> **Exercise aim**: Would you output the following records verbatim and skip the images in them?

___ Record excerpts ___

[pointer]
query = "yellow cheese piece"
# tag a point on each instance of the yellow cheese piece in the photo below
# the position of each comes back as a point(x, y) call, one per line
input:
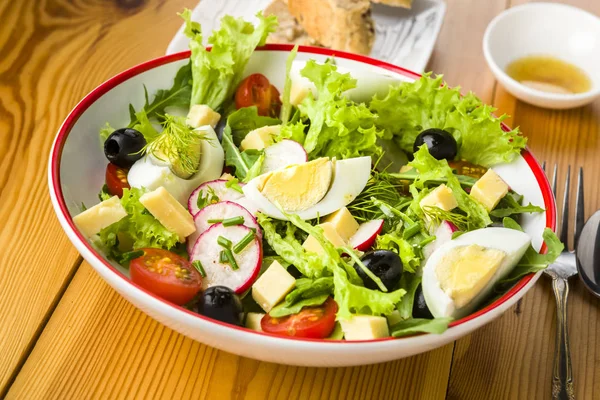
point(330, 233)
point(98, 217)
point(169, 212)
point(343, 222)
point(298, 93)
point(272, 286)
point(465, 271)
point(489, 190)
point(298, 187)
point(253, 321)
point(260, 138)
point(201, 115)
point(365, 327)
point(440, 197)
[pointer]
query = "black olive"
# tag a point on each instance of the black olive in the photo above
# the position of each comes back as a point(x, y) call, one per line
point(123, 147)
point(221, 303)
point(440, 143)
point(420, 309)
point(384, 264)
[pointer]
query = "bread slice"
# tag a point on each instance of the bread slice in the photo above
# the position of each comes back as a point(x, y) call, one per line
point(338, 24)
point(395, 3)
point(289, 30)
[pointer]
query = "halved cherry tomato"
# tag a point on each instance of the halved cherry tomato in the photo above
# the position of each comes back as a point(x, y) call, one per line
point(116, 179)
point(311, 322)
point(256, 90)
point(166, 274)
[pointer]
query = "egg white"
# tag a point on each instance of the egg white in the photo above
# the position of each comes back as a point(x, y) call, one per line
point(512, 242)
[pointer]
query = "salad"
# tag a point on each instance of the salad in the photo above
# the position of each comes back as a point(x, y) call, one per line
point(285, 210)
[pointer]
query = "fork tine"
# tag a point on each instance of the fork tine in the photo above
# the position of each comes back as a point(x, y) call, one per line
point(564, 226)
point(579, 210)
point(554, 178)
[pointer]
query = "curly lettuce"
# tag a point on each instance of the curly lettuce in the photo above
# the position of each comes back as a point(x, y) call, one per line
point(411, 107)
point(217, 72)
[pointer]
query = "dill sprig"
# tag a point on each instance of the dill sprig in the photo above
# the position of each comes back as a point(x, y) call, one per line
point(179, 145)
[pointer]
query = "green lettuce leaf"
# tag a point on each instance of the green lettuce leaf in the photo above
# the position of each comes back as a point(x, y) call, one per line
point(338, 127)
point(419, 325)
point(411, 107)
point(217, 73)
point(137, 230)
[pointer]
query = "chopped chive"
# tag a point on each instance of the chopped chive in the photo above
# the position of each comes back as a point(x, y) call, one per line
point(233, 221)
point(231, 260)
point(224, 242)
point(241, 245)
point(223, 257)
point(198, 265)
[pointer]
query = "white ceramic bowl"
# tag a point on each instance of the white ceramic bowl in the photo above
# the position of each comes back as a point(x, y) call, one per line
point(547, 29)
point(76, 173)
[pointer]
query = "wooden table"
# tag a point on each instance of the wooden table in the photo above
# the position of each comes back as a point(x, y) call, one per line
point(64, 333)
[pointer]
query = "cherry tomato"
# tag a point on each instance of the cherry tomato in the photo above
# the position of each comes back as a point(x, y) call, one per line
point(256, 90)
point(166, 274)
point(311, 322)
point(116, 179)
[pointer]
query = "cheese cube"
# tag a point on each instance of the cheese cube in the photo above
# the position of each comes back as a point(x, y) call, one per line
point(272, 286)
point(312, 244)
point(394, 318)
point(260, 138)
point(489, 189)
point(201, 115)
point(440, 197)
point(365, 327)
point(96, 218)
point(298, 92)
point(169, 212)
point(253, 321)
point(343, 222)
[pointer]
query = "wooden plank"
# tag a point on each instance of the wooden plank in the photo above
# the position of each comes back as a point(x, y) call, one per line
point(98, 345)
point(517, 350)
point(53, 53)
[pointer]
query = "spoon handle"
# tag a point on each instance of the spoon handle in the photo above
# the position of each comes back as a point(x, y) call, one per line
point(562, 379)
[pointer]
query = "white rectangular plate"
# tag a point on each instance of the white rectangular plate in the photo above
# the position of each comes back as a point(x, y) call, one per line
point(402, 37)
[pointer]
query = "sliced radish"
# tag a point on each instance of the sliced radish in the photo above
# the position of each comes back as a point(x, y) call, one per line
point(366, 234)
point(221, 210)
point(443, 234)
point(218, 187)
point(207, 250)
point(280, 155)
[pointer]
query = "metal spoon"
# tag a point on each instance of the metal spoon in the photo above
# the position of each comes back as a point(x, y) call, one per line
point(588, 254)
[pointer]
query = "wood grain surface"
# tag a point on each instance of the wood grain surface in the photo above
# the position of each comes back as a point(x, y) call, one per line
point(64, 333)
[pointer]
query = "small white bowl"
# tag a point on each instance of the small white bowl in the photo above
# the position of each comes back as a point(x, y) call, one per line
point(546, 29)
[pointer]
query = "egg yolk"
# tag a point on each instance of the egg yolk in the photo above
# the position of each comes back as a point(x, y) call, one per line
point(466, 270)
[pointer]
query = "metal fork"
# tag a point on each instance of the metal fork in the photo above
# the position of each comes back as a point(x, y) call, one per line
point(564, 268)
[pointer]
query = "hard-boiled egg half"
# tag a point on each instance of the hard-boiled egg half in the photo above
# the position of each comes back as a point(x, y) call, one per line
point(461, 273)
point(151, 173)
point(311, 189)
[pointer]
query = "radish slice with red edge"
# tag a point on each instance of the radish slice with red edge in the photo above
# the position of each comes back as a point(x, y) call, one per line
point(207, 251)
point(220, 211)
point(366, 234)
point(218, 187)
point(443, 234)
point(280, 155)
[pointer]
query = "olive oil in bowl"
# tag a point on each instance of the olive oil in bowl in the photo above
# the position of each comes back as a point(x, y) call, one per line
point(549, 74)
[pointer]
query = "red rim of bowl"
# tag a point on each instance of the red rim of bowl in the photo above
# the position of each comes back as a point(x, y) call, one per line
point(103, 88)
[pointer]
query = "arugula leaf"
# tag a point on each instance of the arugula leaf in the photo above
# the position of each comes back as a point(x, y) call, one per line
point(286, 106)
point(176, 96)
point(411, 107)
point(283, 309)
point(217, 73)
point(510, 206)
point(419, 325)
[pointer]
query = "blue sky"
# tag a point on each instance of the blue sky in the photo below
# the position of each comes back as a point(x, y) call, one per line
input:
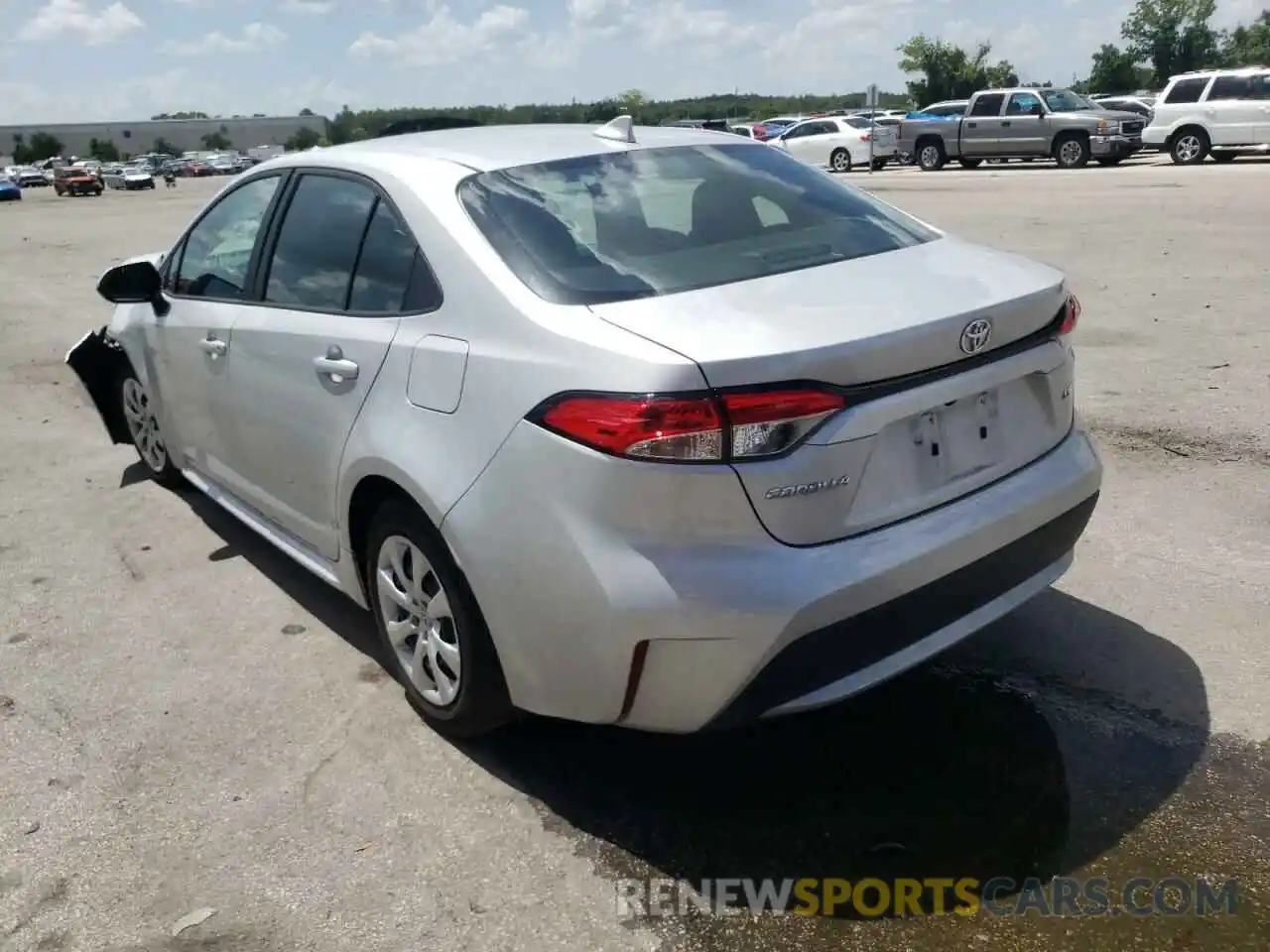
point(131, 59)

___

> **The completed task**:
[pointer]
query = "yellow cheese piece"
# tag a point on each instance of the yellow cheese piece in the photo below
# the position of each comes back as a point(x, y) call, one per line
input:
point(330, 233)
point(98, 217)
point(169, 212)
point(343, 222)
point(298, 93)
point(272, 286)
point(465, 271)
point(489, 190)
point(298, 187)
point(253, 321)
point(260, 138)
point(201, 115)
point(365, 327)
point(440, 197)
[pointer]
query = "black olive"
# tag a point on each instance of the black olive in the photo above
# the position of each comes back as a point(x, y) call, one per line
point(123, 147)
point(221, 303)
point(440, 143)
point(420, 309)
point(384, 264)
[pointer]
query = "bread slice"
# tag a point on each instance of the bread slice in the photo above
# the position of each comes back as a point(x, y) call, one per line
point(338, 24)
point(395, 3)
point(289, 30)
[pointer]
query = "halved cherry tomato"
# tag a point on each instance of the halved cherry tomato in the photo above
# the position of each comes back as a point(x, y) call, one per line
point(116, 179)
point(311, 322)
point(256, 90)
point(166, 274)
[pointer]
query = "egg white"
# tag a point on each instance of the egg white in the photo above
# the position of each comes back as a point(x, y) call, one per line
point(512, 242)
[pointer]
query = "salad"
# tag a point on each instance of the salad in the photo above
# the position of each comes back as a point(x, y) call, one per line
point(285, 210)
[pointer]
query = "fork tine"
# tag a point on each instance of the fork tine in the photo above
# the position of each comes back as a point(x, y) call, one per line
point(564, 226)
point(579, 210)
point(554, 178)
[pointer]
query = "curly lettuce"
# tag a point on each instance of the curly lettuce in the photo above
# the position of each comes back as a point(x, y) call, one per line
point(411, 107)
point(217, 72)
[pointer]
query = "dill sprig"
# tag a point on each instance of the dill sprig in the photo above
# the position of each comes back as a point(x, y) call, one per line
point(179, 145)
[pointer]
query = "green lettuce leaf"
# tag a point on each instance of the green lettuce leaf in the photo above
# the position of each comes back as a point(x, y) call, one per line
point(338, 127)
point(419, 325)
point(411, 107)
point(217, 73)
point(137, 230)
[pointer]
query = "chopped chive"
# tag a point on each instance of the chopped chive in the photo above
# the position of each comes back as a point(x, y) call, one per line
point(233, 221)
point(231, 260)
point(224, 242)
point(241, 245)
point(223, 257)
point(198, 265)
[pointer]
query = "white ceramic bowl"
# tag a point on each instance of the white ceramic bowl in the photo above
# the position of each comes back as a point(x, y) call, one per line
point(547, 29)
point(76, 173)
[pointer]
query = "wooden table"
# tag a point on each instance of the wooden table in the photo above
# the position of each comes back as a point(x, y) call, one per line
point(64, 333)
[pointer]
query = "cherry tomato"
# tag a point on each instance of the cherry tomato in the photo above
# the position of each comes back as a point(x, y) call, one per line
point(256, 90)
point(166, 274)
point(311, 322)
point(116, 179)
[pointer]
query = "cheese cube"
# tag a point on each instance of the cheese cube in the photo above
# the position of each comes back as a point(x, y) call, one per line
point(272, 286)
point(312, 244)
point(394, 318)
point(260, 138)
point(489, 189)
point(201, 115)
point(440, 197)
point(365, 327)
point(96, 218)
point(298, 92)
point(169, 212)
point(253, 321)
point(343, 222)
[pointer]
query = "wooden plank"
# tag a point on each instance of the wooden plank in the photo above
# the position of each comes back as a point(x, y) call, one per line
point(98, 345)
point(517, 350)
point(53, 53)
[pointer]
query = "spoon handle"
# tag a point on each instance of the spoon handle in the photo above
# the position of each comes back as a point(x, y) call, one per line
point(562, 379)
[pointer]
query = "white rectangular plate"
# tag a point on each instance of the white rectangular plate in the photo above
# the position of each comes back as a point(x, y) call, one per line
point(402, 37)
[pointer]
query = "sliced radish"
# tag a point on each instance of the sliced radish in the photo above
# the position of each comes back as a point(x, y) call, one per line
point(366, 234)
point(221, 210)
point(443, 234)
point(218, 187)
point(207, 250)
point(280, 155)
[pointer]
query = "metal spoon"
# tag a point on each instance of the metal spoon in the photo above
# the position of each comes back as a point(x, y) call, one per line
point(588, 254)
[pointer]
query = "wood grain surface"
# tag a point on each instance of the wood grain surface in the photo above
# the position of each comes back as a point(x, y) call, one per line
point(64, 333)
[pointer]
query = "small white bowl"
# tag a point on each instance of the small white bowl in the photo above
# the position of each comes back as a point(x, y) call, one per line
point(546, 29)
[pointer]
query = "egg yolk"
# tag a point on each instance of the egg yolk in the photo above
# the position of each comes back as a point(x, y) call, one per line
point(466, 270)
[pointer]
query = "metal fork"
# tag a point on each instance of the metal fork in the photo above
# the position of each comes back as a point(x, y) call, one per line
point(564, 268)
[pointer]
query = "hard-boiled egg half"
# tag a point on each instance of the hard-boiled egg half in the photo above
# the position of each comes back as a point(x, y) call, one per line
point(461, 273)
point(151, 173)
point(311, 189)
[pointer]
query = "radish slice with red edge"
# tag a point on each instance of the radish slice with red edge in the photo above
# the position of each comes back as a point(x, y) call, one per line
point(207, 251)
point(220, 211)
point(366, 234)
point(218, 187)
point(443, 234)
point(280, 155)
[pointer]
query = "olive oil in bowl"
# tag a point on each instance of the olive oil in bowl in the photo above
# the position of each comes back as a point(x, y) call, one per line
point(549, 74)
[pointer]
query = "red rim of bowl"
# tag a point on each instance of the red rim of bowl in the photo above
# the position of each comes back as a point(x, y) call, one per line
point(103, 88)
[pointer]
query = "arugula leaf"
# tag a point on each instance of the arugula leaf in the photo above
# the position of each comes back as a point(x, y) call, one per line
point(286, 106)
point(176, 96)
point(411, 107)
point(283, 309)
point(217, 73)
point(510, 206)
point(419, 325)
[pointer]
query = "blue sky"
# tag a point on each instance of the blue sky in the photo below
# the position of each comes back as a point(x, y) call, one per line
input:
point(131, 59)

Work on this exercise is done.